* begin Page *

All of lore.kernel.org
 help / color / mirror / Atom feed
From: Andrew Jeffery <andrew@aj.id.au>
To: Eddie James <eajames@linux.vnet.ibm.com>, openbmc@lists.ozlabs.org
Cc: "Edward A. James" <eajames@us.ibm.com>, cbostic@linux.vnet.ibm.com
Subject: Re: [PATCH linux dev-4.10 v2] drivers: i2c: fsi: Add proper abort method
Date: Wed, 25 Oct 2017 11:33:37 +1030	[thread overview]
Message-ID: <1508893417.13477.1.camel@aj.id.au> (raw)
In-Reply-To: <de884d77-04a2-1095-8198-89f2ce93e029@linux.vnet.ibm.com>

[-- Attachment #1: Type: text/plain, Size: 7347 bytes --]

> > > +static int fsi_i2c_reset(struct fsi_i2c_master *i2c, u16 port)
> > > +{
> > 
> > I can't see that this (the whole reset sequence) is called with pre-emption
> > disabled, perhaps we should do so? It looks like this will be called in process
> > context through fsi_i2c_xfer(). Stalling the recovery will just hold up other
> > processes wanting to use the bus as we'll hold the bus mutex across the task
> > switch.

* end Page *
* begin Given entries *

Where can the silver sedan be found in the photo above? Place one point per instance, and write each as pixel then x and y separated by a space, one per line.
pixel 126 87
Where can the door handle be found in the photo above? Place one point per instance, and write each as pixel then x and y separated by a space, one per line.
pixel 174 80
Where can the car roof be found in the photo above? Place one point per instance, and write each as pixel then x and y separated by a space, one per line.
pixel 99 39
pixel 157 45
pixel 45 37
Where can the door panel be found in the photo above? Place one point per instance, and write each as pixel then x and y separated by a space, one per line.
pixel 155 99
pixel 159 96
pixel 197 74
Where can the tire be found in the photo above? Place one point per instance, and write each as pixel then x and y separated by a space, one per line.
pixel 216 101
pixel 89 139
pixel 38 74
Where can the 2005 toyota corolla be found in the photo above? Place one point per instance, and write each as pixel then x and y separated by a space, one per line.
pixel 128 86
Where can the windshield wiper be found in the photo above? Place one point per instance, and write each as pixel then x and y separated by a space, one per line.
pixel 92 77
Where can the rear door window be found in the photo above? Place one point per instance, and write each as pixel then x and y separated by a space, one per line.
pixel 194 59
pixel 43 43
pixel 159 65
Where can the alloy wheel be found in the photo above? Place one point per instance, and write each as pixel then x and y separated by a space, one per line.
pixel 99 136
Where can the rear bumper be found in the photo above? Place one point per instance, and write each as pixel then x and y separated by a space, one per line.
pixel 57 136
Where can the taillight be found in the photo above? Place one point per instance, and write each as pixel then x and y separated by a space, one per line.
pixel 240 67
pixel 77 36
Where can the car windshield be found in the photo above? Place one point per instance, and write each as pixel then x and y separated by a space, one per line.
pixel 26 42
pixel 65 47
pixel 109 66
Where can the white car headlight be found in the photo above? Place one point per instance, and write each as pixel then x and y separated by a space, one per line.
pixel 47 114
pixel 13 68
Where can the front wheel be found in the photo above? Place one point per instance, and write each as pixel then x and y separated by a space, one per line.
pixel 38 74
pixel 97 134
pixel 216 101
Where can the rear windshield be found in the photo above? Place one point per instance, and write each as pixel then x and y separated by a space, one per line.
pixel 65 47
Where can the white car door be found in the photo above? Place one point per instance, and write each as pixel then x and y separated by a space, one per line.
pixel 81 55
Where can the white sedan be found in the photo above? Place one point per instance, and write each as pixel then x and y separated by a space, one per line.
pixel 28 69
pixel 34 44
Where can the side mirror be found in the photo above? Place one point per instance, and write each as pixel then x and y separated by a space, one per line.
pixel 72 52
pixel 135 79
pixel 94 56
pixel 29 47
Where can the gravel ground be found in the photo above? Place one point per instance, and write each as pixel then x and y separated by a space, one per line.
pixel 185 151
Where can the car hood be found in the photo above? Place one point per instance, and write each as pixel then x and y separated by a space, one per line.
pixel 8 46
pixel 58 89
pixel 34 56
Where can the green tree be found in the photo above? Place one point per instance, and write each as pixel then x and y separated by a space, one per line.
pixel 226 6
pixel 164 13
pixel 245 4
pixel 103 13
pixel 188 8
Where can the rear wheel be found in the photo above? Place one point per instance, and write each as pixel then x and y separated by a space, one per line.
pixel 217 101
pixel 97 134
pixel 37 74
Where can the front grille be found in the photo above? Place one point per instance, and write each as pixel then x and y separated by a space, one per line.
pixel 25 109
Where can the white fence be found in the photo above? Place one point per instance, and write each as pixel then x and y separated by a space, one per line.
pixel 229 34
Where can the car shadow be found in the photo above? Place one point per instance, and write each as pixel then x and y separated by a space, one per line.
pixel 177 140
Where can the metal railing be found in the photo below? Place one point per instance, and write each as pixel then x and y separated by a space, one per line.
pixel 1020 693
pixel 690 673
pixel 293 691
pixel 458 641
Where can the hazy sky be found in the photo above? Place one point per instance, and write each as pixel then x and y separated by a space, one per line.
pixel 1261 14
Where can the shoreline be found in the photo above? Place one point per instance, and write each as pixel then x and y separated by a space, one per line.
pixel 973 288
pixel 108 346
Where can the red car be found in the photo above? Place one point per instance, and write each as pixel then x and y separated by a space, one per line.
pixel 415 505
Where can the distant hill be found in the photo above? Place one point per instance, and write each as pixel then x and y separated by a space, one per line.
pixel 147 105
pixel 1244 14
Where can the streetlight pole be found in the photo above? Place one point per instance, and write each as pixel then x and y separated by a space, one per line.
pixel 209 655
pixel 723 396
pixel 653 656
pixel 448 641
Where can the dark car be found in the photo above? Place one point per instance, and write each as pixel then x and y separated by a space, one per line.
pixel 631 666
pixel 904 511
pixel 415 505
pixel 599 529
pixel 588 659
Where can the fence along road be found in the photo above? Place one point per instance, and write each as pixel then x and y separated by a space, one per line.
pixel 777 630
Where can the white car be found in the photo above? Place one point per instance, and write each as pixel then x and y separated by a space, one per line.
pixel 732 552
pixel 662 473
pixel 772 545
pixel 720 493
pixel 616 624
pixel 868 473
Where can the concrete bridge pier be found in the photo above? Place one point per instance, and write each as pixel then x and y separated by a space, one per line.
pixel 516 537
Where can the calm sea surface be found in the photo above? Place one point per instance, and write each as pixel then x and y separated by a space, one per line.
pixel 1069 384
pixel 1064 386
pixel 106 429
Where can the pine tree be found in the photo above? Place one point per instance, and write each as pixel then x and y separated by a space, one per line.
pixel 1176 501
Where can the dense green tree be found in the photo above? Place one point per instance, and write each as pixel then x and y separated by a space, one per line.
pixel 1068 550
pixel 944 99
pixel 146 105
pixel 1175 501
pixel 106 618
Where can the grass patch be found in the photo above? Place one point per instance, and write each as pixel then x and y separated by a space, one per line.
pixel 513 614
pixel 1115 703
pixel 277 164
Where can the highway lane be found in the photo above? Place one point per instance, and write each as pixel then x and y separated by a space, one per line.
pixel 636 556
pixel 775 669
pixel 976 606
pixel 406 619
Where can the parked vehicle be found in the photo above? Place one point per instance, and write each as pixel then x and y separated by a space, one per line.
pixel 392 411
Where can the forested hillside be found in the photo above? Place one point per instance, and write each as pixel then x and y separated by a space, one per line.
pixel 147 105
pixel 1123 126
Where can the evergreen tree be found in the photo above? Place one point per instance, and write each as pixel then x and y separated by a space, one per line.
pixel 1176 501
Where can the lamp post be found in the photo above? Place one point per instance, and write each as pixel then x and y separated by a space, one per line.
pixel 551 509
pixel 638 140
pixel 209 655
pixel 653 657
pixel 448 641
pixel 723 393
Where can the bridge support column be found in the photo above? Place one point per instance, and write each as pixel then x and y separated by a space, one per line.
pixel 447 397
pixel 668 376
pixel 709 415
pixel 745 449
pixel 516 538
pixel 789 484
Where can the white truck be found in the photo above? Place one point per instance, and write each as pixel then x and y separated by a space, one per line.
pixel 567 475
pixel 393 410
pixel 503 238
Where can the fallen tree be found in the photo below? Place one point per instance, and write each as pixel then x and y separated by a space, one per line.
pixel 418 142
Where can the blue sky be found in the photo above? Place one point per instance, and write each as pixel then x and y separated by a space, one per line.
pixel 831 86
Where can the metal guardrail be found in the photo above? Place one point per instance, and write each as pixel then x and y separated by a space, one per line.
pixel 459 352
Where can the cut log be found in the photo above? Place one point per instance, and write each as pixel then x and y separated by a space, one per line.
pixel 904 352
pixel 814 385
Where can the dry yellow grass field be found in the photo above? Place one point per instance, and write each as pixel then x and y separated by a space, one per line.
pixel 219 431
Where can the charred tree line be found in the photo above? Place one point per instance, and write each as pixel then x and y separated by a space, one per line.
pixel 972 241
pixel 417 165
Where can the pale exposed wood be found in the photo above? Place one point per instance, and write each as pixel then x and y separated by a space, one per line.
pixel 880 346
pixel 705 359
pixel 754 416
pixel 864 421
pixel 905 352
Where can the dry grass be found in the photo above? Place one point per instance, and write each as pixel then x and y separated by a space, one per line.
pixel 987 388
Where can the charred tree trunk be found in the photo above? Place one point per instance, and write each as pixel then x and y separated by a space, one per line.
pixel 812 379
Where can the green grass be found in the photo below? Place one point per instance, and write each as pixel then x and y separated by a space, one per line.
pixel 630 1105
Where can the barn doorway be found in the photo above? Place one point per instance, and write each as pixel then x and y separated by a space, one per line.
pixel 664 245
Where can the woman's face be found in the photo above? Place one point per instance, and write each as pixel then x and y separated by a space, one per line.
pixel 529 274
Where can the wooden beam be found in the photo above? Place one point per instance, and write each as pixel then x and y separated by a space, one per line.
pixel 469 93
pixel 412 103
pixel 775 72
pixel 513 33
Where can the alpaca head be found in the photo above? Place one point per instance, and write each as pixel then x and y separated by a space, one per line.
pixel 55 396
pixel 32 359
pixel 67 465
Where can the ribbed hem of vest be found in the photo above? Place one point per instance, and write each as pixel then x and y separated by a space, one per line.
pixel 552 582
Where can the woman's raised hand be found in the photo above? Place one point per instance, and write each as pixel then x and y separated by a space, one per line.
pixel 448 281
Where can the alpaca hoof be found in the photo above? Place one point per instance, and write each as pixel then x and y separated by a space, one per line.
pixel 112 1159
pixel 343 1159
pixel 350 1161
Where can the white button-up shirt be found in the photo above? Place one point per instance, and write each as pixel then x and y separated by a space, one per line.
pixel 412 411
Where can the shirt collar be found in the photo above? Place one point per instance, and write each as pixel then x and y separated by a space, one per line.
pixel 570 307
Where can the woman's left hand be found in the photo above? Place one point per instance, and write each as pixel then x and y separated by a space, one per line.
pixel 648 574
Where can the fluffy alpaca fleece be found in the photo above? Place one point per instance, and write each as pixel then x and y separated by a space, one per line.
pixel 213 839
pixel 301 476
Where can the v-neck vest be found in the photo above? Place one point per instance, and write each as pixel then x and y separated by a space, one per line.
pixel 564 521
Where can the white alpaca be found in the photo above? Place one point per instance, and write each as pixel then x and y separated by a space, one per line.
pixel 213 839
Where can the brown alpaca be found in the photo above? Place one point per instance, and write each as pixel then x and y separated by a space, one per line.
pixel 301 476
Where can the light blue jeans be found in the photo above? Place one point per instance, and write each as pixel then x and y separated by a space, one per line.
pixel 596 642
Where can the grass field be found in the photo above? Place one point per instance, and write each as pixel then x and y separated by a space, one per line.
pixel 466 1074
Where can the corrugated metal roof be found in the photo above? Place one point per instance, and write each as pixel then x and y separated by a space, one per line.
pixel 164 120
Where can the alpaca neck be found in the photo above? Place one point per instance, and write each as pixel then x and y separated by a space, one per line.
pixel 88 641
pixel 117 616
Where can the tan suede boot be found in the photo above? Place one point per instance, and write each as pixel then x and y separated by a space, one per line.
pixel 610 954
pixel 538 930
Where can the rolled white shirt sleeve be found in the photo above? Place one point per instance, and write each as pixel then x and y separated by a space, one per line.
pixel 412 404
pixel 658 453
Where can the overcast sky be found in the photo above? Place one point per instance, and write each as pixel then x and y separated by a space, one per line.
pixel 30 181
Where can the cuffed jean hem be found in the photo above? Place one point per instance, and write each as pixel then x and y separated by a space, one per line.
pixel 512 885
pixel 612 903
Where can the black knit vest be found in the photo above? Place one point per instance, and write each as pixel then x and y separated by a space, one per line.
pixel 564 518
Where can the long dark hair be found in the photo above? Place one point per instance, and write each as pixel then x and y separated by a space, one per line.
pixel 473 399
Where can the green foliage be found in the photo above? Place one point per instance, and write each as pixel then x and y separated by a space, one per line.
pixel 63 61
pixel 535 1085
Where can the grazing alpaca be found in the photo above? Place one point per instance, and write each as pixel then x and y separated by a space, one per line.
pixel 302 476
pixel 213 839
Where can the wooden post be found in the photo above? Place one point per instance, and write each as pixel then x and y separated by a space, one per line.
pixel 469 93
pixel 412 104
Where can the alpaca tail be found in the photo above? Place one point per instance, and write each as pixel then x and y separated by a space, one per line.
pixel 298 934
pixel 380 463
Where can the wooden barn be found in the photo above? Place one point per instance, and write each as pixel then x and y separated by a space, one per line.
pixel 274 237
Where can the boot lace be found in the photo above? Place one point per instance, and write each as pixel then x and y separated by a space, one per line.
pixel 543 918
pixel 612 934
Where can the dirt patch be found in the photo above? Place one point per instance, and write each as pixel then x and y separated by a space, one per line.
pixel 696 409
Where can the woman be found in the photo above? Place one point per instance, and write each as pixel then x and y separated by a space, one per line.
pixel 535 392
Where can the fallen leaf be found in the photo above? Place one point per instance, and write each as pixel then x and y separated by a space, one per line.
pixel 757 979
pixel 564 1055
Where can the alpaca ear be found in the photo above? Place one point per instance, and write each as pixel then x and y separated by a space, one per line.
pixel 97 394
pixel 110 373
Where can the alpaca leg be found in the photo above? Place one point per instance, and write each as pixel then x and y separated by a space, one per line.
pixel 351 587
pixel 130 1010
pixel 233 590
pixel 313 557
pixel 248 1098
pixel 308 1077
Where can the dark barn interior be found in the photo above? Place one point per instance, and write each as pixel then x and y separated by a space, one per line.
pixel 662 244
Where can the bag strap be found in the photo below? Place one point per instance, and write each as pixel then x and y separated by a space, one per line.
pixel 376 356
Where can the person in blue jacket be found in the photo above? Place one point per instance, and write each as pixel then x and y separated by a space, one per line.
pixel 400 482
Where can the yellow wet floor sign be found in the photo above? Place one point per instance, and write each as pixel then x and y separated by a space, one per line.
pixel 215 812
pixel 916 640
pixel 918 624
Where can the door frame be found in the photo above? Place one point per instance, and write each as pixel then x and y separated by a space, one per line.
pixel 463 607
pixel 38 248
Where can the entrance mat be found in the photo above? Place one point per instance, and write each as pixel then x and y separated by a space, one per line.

* end Given entries *

Goals:
1. From the message above the data, please output everything from "All of lore.kernel.org" down to "Message-ID: <1508893417.13477.1.camel@aj.id.au> (raw)".
2. Condense the paragraph in the message that begins "I can't see that this (the whole reset sequence)" into a short list that keeps its main points.

Answers below:
1.
All of lore.kernel.org
 help / color / mirror / Atom feed
From: Andrew Jeffery <andrew@aj.id.au>
To: Eddie James <eajames@linux.vnet.ibm.com>, openbmc@lists.ozlabs.org
Cc: "Edward A. James" <eajames@us.ibm.com>, cbostic@linux.vnet.ibm.com
Subject: Re: [PATCH linux dev-4.10 v2] drivers: i2c: fsi: Add proper abort method
Date: Wed, 25 Oct 2017 11:33:37 +1030	[thread overview]
Message-ID: <1508893417.13477.1.camel@aj.id.au> (raw)

2.
- The whole reset sequence does not appear to be called with pre-emption disabled, and perhaps it should be.
- It looks like it will be called in process context through fsi_i2c_xfer().
- Stalling the recovery would hold up other processes wanting to use the bus, because the bus mutex is held across the task switch.